▶ _Input for this task_:
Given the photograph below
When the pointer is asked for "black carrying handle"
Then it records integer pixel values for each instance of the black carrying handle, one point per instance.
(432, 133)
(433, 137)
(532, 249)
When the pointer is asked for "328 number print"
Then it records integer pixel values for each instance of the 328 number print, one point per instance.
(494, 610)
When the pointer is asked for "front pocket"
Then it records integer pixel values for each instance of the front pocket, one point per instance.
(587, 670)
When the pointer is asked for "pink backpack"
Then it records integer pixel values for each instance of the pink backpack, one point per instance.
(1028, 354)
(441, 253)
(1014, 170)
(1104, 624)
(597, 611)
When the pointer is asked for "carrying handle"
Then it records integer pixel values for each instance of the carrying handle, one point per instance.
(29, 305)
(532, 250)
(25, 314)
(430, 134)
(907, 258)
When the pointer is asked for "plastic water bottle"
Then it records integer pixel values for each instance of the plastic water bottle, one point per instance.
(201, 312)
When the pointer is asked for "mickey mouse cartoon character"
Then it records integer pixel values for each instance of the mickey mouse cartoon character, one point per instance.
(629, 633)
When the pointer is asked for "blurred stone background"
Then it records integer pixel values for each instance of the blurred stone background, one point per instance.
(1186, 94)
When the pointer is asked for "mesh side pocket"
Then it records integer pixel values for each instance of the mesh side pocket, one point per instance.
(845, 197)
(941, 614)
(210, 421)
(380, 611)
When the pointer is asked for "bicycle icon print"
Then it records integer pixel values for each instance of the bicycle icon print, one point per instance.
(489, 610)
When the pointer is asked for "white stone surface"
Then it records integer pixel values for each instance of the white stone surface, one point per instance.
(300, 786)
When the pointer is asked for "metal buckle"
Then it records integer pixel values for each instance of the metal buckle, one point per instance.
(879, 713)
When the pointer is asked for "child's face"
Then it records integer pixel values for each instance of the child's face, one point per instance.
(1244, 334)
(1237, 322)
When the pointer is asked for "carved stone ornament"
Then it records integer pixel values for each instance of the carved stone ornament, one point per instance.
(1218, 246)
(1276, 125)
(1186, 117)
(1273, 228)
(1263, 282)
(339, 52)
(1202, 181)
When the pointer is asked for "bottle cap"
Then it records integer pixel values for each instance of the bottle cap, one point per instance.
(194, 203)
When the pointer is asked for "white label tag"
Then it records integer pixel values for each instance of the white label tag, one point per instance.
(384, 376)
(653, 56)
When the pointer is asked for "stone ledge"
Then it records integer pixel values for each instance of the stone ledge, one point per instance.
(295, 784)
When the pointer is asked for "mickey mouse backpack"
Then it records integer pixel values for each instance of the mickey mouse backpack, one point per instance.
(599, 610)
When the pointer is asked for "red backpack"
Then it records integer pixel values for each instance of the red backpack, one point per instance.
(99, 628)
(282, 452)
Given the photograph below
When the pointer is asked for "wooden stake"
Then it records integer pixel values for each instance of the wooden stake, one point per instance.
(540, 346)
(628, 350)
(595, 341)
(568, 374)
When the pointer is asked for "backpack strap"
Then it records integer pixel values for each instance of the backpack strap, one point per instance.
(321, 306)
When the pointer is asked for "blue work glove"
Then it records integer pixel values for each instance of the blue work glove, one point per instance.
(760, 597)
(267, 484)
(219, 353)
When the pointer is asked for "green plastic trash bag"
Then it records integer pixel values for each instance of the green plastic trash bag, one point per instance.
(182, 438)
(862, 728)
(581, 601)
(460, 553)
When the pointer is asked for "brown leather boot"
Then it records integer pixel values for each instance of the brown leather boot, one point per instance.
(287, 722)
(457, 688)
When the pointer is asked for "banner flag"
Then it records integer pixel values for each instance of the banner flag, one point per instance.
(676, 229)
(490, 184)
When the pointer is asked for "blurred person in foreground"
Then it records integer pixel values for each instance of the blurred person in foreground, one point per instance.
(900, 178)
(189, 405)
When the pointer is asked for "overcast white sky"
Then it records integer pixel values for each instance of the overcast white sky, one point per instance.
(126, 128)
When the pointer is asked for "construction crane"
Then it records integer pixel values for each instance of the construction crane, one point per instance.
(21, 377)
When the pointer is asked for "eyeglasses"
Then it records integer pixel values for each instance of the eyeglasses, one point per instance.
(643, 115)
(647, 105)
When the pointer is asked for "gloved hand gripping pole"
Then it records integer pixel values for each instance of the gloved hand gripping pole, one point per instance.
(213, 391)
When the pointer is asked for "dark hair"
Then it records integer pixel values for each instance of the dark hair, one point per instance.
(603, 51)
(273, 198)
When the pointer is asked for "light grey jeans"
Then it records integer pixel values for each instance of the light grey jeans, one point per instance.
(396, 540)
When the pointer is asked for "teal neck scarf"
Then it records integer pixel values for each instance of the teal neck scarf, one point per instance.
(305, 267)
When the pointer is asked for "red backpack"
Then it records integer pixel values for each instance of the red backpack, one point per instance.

▶ _Work to complete_: Output a faithful copy of every entry, keeping each line as written.

▶ _Response for this exercise_:
Given the photograph below
When the pointer is asked for "black carrying handle"
Then it records integer pixel values for each instance of the black carrying handle, one point per instance.
(432, 133)
(433, 137)
(532, 249)
When the pointer is asked for "328 number print"
Then it records integer pixel values for each instance of the 328 number print, one point per instance.
(494, 610)
When the pointer is asked for "front pocket"
Then it records integer pixel values for each instance of the front pocket, one point per instance.
(587, 670)
When the pointer is asked for "pink backpack"
Then it records integer pixel values for each instance of the pink backpack, one point per instance.
(1028, 354)
(441, 253)
(1014, 170)
(1104, 624)
(597, 611)
When the pointer is asked for "carrying handle"
Then it records integer pixel values for each instance of the carrying handle, one point per instance.
(29, 305)
(532, 250)
(25, 314)
(430, 134)
(907, 258)
When the pointer is asked for "plastic water bottle"
Then it records integer pixel values for each instance of the plastic water bottle, one point per instance.
(201, 312)
When the pointer is asked for "mickey mouse cartoon character"
Then it records integer pixel values for each instance of the mickey mouse cartoon character, one point per instance.
(629, 633)
When the pointer is asked for "blurred stone background"
Then it records integer pixel values for each instance of the blurred stone background, one point per instance.
(1186, 94)
When the pointer is asked for "mesh side pocket"
Then it records integer pixel values for each instance of the mesh side pocket, one point per instance.
(845, 197)
(941, 614)
(210, 421)
(380, 611)
When the pointer is asked for "bicycle icon print"
Then it records integer pixel values for each instance of the bicycle icon print, one point per instance.
(489, 610)
When the pointer is asked for "white stone surface"
Then it records integer pixel values for each instance of the white stone surface, one point per instance.
(300, 786)
When the pointer is asked for "metal buckle"
Then it records integer pixel values for each instance of the metal buckle, one point per instance.
(879, 713)
When the pointer is asked for "child's face"
Then it records integer pixel values for each instance of the child's face, one point per instance.
(1244, 334)
(1237, 322)
When the pointer is asked for "carved stone ornament"
Then it records integer pixel values for each instance of the carved stone ornament, one point per instance.
(1218, 246)
(1276, 125)
(1186, 117)
(1273, 228)
(1263, 282)
(339, 52)
(1202, 181)
When the pointer is asked for "bottle cap"
Then it records integer pixel values for each instance of the bottle cap, one point per instance.
(194, 203)
When the pointer is asked for "white label tag"
Then it records integer pixel values for each instance of the white label tag, one point per instance.
(384, 376)
(653, 56)
When the pointer is asked for "stone ledge"
Then it records integer pixel values for each instance of the stone ledge, one point per instance.
(295, 784)
When the pointer is asked for "mickey mouse backpack"
Then it records integer pixel values for each instance of the mickey mouse backpack, one point per instance.
(599, 610)
When the pointer is asked for "red backpack"
Then it records integer pixel values for each instance of the red backpack, one point per instance.
(99, 628)
(282, 452)
Given the photograph below
When the pointer is asked for "wooden stake"
Then it records integer pixel values for each instance of the wooden stake, one point per instance.
(540, 346)
(628, 350)
(595, 341)
(568, 374)
When the pointer is asked for "backpack strap"
Then it records integer pixel values for each instance of the backpack strap, one point per instance.
(321, 306)
When the pointer is asked for "blue work glove"
Then it records integer pixel values for each instance of the blue work glove, one point per instance.
(760, 597)
(267, 484)
(219, 353)
When the pointer is asked for "green plastic trash bag"
Then it records integer pixel values for each instance of the green plastic trash bag, one point per instance.
(182, 438)
(862, 728)
(581, 601)
(460, 553)
When the pointer is asked for "brown leather boot"
Then it records integer pixel values for each instance of the brown leather boot, one point per instance.
(287, 722)
(457, 688)
When the pointer is asked for "banner flag"
Then it records integer pixel values for each instance of the banner flag, one point per instance.
(676, 229)
(490, 184)
When the pointer is asked for "blurred person in foreground"
Then it records integer pixel values for each instance of the blurred person in foreground, one point per instance.
(900, 178)
(189, 405)
When the pointer is asked for "overcast white sky"
Then it records integer pixel values for each instance of the overcast white sky, one point per instance.
(126, 128)
When the pointer is asked for "construction crane"
Then it records integer pixel values for each instance of the construction crane, one point per instance.
(21, 377)
When the pointer is asked for "eyeglasses"
Then it records integer pixel values for each instance of the eyeglasses, one point per instance.
(643, 115)
(647, 105)
When the pointer is asked for "gloved hand gripping pole"
Then it records integer pixel values for each instance of the gloved hand gripping pole, one point per instance.
(213, 391)
When the pointer is asked for "dark hair"
Then it records integer pixel values for each instance of the dark hair, one point per instance.
(603, 51)
(273, 198)
When the pointer is asked for "light grey jeans"
Then it records integer pixel values for each instance of the light grey jeans, one point per instance.
(396, 540)
When the pointer is asked for "teal neck scarf"
Then it records integer pixel values for each instance of the teal neck scarf, one point per instance.
(305, 267)
When the pointer is asked for "red backpack"
Then it records integer pixel values for each instance of the red backpack, one point per instance.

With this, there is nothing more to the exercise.